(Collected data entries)
========================

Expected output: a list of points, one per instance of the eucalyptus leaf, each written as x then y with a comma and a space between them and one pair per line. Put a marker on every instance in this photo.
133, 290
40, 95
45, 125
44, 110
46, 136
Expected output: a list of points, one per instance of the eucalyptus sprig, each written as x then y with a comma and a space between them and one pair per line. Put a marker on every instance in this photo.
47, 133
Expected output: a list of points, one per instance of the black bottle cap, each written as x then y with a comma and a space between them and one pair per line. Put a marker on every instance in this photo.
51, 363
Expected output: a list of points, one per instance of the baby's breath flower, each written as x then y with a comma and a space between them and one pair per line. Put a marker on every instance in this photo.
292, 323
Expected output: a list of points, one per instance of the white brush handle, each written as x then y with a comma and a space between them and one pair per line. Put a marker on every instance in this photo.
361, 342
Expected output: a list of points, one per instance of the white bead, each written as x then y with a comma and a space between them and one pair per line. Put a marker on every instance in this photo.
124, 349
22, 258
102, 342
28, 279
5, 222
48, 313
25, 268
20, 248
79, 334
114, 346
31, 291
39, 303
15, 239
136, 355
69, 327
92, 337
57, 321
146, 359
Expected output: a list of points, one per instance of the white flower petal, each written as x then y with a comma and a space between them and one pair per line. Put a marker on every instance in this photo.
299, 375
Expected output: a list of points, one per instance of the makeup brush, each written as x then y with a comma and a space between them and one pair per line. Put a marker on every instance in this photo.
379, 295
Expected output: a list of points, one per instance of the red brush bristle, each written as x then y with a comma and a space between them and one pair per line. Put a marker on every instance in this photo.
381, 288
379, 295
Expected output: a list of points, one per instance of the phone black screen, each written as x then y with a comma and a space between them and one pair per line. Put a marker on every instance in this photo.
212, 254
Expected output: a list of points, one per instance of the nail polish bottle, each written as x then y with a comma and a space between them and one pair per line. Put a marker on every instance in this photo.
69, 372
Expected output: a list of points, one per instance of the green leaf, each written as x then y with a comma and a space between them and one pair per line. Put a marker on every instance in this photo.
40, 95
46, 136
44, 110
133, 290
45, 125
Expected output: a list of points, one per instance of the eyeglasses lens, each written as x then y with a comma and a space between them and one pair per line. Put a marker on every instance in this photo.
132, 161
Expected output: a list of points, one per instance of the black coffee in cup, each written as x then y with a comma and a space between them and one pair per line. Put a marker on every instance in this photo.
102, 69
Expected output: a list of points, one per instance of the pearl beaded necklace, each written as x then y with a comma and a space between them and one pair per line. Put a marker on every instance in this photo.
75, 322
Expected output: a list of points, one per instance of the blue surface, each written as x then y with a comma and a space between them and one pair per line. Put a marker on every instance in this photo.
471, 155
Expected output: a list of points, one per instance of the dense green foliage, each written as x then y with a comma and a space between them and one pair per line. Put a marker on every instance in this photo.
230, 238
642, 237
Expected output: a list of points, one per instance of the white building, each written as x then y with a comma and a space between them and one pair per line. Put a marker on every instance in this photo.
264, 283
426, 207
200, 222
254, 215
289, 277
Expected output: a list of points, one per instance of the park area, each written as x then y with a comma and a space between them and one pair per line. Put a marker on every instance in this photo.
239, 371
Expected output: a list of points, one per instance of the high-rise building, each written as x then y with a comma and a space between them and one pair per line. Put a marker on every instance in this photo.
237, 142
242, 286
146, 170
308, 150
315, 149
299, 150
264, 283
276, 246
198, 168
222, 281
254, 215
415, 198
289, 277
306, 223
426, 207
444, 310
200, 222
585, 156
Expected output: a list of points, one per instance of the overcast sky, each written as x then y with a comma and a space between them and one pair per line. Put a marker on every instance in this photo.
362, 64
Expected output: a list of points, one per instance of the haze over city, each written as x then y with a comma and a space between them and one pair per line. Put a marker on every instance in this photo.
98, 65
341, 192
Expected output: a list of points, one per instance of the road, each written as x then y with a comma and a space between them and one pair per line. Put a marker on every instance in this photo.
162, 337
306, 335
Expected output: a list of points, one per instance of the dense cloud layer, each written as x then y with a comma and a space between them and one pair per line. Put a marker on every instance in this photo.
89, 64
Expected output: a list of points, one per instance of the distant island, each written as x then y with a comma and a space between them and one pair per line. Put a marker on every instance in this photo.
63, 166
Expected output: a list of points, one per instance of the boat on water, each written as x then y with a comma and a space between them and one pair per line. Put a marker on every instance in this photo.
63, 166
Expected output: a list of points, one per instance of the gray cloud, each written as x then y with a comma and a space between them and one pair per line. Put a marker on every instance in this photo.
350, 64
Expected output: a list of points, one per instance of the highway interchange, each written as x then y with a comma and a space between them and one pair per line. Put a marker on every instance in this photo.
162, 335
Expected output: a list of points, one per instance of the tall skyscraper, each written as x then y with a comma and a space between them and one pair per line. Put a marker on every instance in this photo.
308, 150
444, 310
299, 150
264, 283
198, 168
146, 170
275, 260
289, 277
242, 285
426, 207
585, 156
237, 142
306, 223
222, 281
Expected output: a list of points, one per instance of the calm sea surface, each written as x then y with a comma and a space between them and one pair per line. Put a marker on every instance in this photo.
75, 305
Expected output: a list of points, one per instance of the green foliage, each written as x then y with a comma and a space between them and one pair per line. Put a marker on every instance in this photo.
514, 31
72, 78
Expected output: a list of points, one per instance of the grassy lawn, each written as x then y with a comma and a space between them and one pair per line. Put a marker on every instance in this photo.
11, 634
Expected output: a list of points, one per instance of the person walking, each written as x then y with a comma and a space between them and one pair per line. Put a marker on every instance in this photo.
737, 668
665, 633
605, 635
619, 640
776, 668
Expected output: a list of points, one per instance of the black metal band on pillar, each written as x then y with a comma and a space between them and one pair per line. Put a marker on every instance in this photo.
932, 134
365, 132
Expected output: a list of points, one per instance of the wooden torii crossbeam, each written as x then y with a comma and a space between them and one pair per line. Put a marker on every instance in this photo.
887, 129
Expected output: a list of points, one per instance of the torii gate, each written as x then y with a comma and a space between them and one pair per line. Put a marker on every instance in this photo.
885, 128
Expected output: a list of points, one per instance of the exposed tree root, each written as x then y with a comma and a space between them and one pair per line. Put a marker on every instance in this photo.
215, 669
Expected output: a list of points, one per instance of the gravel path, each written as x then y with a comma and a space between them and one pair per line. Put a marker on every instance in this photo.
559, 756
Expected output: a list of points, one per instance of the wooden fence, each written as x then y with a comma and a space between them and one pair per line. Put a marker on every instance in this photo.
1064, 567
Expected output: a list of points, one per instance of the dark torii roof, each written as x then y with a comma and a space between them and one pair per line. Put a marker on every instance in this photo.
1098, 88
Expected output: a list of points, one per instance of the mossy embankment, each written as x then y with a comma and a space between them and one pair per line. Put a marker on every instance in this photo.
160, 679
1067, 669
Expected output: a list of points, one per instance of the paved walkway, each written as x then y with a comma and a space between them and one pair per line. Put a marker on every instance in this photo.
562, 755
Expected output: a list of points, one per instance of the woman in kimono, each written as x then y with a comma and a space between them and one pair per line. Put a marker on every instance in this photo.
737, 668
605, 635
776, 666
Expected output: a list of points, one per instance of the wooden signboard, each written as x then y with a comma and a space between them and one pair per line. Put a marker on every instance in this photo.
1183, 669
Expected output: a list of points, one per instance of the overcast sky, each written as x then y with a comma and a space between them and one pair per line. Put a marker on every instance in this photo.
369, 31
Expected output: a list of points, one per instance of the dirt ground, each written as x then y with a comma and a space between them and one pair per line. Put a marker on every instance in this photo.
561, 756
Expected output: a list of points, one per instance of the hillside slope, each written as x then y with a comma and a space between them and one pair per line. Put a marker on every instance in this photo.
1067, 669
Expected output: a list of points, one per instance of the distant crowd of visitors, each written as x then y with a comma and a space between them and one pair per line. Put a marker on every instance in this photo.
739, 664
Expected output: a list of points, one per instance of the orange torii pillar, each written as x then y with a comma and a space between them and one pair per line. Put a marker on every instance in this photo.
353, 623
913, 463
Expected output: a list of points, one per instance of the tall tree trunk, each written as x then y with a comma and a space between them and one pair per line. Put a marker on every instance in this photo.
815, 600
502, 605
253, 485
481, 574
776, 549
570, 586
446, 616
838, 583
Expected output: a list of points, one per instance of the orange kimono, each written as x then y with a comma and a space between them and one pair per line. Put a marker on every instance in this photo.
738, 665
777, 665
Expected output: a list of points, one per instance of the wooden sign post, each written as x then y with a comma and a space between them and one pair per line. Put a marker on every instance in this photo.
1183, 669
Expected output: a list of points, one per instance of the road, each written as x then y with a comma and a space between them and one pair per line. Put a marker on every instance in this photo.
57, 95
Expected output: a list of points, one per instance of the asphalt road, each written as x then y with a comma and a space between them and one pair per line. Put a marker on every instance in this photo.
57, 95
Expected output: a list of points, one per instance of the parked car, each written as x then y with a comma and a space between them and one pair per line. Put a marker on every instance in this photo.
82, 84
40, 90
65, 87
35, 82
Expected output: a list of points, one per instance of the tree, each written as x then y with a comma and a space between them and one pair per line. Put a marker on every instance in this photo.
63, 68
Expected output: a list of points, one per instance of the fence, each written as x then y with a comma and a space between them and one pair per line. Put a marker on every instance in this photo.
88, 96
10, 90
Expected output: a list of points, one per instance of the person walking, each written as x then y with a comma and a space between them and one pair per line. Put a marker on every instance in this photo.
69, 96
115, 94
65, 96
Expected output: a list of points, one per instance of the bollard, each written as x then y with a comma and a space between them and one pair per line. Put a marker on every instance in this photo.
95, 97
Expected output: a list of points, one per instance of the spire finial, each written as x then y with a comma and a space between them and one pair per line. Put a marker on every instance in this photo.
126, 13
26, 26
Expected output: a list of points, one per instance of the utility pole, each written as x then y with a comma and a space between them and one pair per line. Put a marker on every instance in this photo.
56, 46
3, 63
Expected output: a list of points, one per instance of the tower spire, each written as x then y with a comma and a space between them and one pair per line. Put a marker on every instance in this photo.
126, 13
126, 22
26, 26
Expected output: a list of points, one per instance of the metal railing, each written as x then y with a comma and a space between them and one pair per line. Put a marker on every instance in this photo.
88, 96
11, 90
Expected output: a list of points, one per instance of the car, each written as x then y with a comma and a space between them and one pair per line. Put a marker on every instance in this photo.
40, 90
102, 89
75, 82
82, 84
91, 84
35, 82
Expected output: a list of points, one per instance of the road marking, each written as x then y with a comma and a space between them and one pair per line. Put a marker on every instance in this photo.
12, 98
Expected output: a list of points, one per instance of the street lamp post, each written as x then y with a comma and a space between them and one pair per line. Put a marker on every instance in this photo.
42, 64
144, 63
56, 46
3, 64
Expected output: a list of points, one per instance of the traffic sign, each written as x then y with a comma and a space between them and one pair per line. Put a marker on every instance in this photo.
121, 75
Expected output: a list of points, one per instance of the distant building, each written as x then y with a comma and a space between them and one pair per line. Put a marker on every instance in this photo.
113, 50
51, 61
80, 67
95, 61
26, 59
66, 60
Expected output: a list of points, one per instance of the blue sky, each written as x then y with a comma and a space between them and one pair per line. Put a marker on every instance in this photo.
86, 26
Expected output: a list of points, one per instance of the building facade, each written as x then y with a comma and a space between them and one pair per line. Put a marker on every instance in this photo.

========================

_PROBLEM_
Return the lines from the line containing "blue sky, each" to the end of the entries above, exactly as they appear and with no other output.

_OUTPUT FOR THIS EXERCISE_
Expected output: a list of points, one per instance of the blue sky, each written as x then y with a comma and a space between them and one pair per line. Put a marker on every instance in this photo.
86, 26
Expected output: a list of points, one per instance of the building facade, each written as x then y with a comma and a space between them and one pair per line. Put a marker on every instance in this photo.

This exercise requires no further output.